▶ **TASKS TO PERFORM**
- 1) Reproduce the India passage below between "With a population" and "young demographic profile.", inclusive.
- 2) Answer these questions from the India passage below:
(a) What population figure does it give for India?
(b) How many distinct forces does it say India's demographic profile should use to increase growth?
(c) What is the third of those forces?

▶ **PASSAGE**
With a population of over 1.3 billion people, there are many challenges facing India, including coping with the current public health emergency, creating more jobs, managing macro-economic shocks, and mitigating climate change. But India also has a hidden asset: its young demographic profile.
India has the potential to achieve a much faster pace of economic growth than both China and the US. Its demographic profile should increase growth through five distinct forces. The first is the swelling of India’s labour force as its baby boomers reach working age. The second is the potential to divert resources from spending on children to investing in physical and human infrastructure. The third is a rise in women’s workforce activity that naturally accompanies a decline in fertility. The fourth is that working ages also happen to be the prime years for savings, which is key to the accumulation of capital and technological innovation. And the fifth is the further boost to savings that occurs as the incentive to save for longer periods of retirement increases with greater longevity.

▶ **EXERCISE DATA**
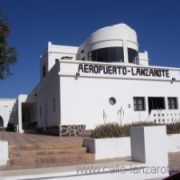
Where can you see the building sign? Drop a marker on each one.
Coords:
(123, 70)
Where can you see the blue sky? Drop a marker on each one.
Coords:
(69, 22)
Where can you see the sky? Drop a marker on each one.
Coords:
(69, 22)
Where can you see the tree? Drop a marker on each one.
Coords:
(8, 55)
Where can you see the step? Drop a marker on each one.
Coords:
(45, 146)
(50, 159)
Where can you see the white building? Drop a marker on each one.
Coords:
(104, 80)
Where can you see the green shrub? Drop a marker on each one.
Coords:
(116, 130)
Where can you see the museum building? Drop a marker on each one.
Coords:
(105, 79)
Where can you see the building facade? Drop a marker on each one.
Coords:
(105, 79)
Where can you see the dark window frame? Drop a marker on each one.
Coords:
(172, 103)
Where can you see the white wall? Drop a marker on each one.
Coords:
(85, 98)
(6, 109)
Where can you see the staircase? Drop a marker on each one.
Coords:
(66, 152)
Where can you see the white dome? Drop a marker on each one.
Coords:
(115, 36)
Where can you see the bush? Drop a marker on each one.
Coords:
(116, 130)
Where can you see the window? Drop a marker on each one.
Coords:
(111, 54)
(172, 103)
(40, 111)
(139, 103)
(1, 122)
(54, 104)
(112, 101)
(43, 71)
(132, 56)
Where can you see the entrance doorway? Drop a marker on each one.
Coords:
(156, 103)
(29, 116)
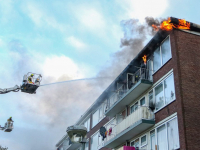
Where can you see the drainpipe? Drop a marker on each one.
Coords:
(126, 110)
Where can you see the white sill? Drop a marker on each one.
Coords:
(161, 67)
(143, 145)
(164, 106)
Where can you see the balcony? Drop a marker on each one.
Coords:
(126, 93)
(135, 123)
(73, 146)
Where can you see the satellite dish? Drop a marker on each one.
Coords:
(152, 105)
(76, 133)
(102, 132)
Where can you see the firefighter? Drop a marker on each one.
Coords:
(10, 119)
(30, 78)
(37, 81)
(9, 122)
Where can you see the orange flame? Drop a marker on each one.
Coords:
(144, 59)
(168, 26)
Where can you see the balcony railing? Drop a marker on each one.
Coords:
(142, 112)
(124, 88)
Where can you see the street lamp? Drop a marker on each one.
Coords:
(77, 134)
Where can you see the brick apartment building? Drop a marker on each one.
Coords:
(150, 107)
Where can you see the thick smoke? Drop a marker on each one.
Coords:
(58, 106)
(135, 36)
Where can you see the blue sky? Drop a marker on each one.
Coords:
(64, 40)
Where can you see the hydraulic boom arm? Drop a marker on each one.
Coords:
(16, 88)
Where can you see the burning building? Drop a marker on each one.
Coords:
(154, 103)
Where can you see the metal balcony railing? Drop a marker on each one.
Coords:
(142, 112)
(124, 88)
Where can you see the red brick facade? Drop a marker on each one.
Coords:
(186, 68)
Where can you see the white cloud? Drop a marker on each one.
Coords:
(90, 17)
(42, 18)
(143, 8)
(1, 42)
(58, 67)
(76, 42)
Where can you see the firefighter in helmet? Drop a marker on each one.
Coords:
(30, 78)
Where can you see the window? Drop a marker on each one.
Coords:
(152, 138)
(135, 143)
(134, 107)
(162, 54)
(165, 50)
(98, 115)
(87, 124)
(159, 97)
(162, 138)
(169, 89)
(86, 146)
(156, 59)
(173, 136)
(167, 136)
(164, 93)
(149, 69)
(142, 101)
(95, 118)
(143, 140)
(94, 142)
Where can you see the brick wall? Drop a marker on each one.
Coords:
(186, 68)
(188, 52)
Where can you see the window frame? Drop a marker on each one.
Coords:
(164, 93)
(134, 105)
(141, 140)
(157, 84)
(161, 54)
(165, 123)
(144, 97)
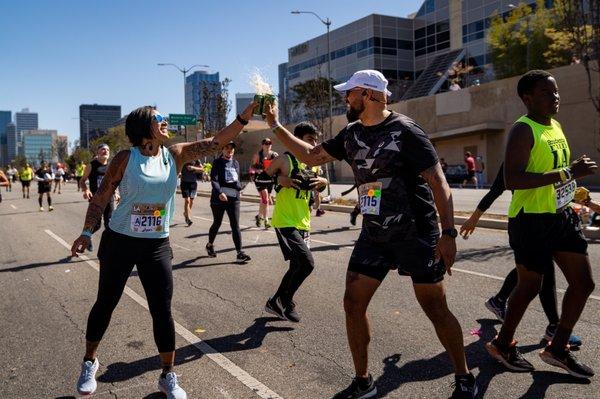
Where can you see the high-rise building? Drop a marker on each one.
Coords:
(202, 96)
(95, 120)
(12, 143)
(5, 119)
(37, 145)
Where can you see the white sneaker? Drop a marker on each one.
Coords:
(86, 384)
(169, 387)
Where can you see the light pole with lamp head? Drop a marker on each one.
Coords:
(184, 71)
(327, 23)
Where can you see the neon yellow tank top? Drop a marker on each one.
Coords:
(550, 152)
(291, 206)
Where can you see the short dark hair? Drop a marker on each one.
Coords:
(528, 81)
(304, 128)
(138, 125)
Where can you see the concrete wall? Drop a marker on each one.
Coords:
(481, 116)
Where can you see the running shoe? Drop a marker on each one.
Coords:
(358, 389)
(574, 340)
(510, 357)
(275, 307)
(242, 257)
(210, 250)
(566, 360)
(353, 216)
(290, 313)
(465, 387)
(497, 307)
(86, 384)
(169, 386)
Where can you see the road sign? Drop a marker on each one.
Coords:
(182, 119)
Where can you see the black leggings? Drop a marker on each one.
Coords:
(233, 213)
(547, 292)
(295, 250)
(118, 254)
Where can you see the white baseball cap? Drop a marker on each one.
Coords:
(367, 79)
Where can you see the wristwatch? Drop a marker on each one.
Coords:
(450, 232)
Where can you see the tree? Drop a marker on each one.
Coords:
(581, 19)
(115, 138)
(312, 96)
(527, 39)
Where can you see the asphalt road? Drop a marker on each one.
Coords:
(228, 347)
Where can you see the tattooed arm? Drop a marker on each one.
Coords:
(186, 152)
(100, 200)
(446, 248)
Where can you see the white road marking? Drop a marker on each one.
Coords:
(241, 375)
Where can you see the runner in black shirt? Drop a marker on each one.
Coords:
(399, 178)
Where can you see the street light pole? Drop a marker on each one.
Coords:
(184, 71)
(327, 23)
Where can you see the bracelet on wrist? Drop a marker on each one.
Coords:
(241, 120)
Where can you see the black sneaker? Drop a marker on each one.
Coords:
(290, 313)
(210, 250)
(242, 257)
(359, 389)
(275, 307)
(465, 387)
(510, 356)
(566, 360)
(498, 308)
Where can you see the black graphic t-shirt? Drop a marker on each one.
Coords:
(387, 159)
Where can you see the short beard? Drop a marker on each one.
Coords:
(353, 114)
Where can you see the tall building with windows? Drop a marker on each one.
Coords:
(37, 145)
(5, 119)
(202, 95)
(95, 120)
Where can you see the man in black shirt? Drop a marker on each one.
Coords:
(399, 178)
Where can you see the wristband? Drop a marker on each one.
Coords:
(241, 120)
(563, 175)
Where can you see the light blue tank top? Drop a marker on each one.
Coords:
(147, 196)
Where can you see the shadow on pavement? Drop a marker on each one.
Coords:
(251, 338)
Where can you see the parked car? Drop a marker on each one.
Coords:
(455, 174)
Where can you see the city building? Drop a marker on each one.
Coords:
(37, 145)
(5, 119)
(415, 53)
(12, 142)
(95, 120)
(202, 98)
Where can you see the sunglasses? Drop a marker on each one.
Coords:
(159, 118)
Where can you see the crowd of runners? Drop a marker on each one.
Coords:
(401, 191)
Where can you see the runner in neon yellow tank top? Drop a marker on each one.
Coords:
(542, 226)
(291, 219)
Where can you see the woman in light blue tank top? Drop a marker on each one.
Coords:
(138, 233)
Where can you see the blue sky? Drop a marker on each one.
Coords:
(59, 54)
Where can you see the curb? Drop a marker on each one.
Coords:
(592, 233)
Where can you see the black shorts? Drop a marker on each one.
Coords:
(294, 242)
(189, 189)
(413, 257)
(534, 238)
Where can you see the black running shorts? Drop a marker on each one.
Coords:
(413, 257)
(535, 237)
(189, 189)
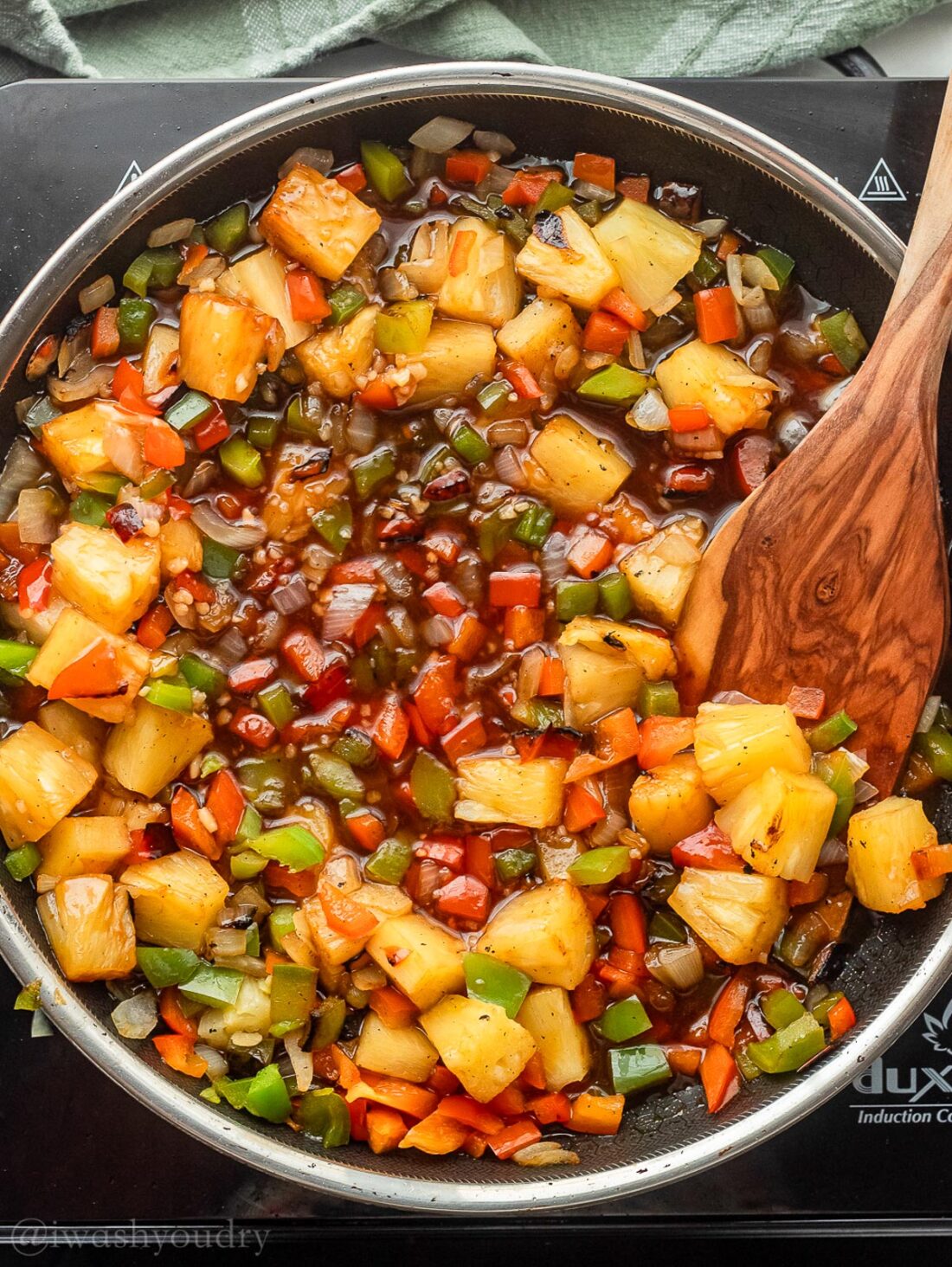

▶ **EXERCISE RESULTS**
- 1)
With a population of over 1.3 billion people, there are many challenges facing India, including coping with the current public health emergency, creating more jobs, managing macro-economic shocks, and mitigating climate change. But India also has a hidden asset: its young demographic profile.

- 2)
(a) Over 1.3 billion people.
(b) Five.
(c) A rise in women's workforce activity that naturally accompanies a decline in fertility.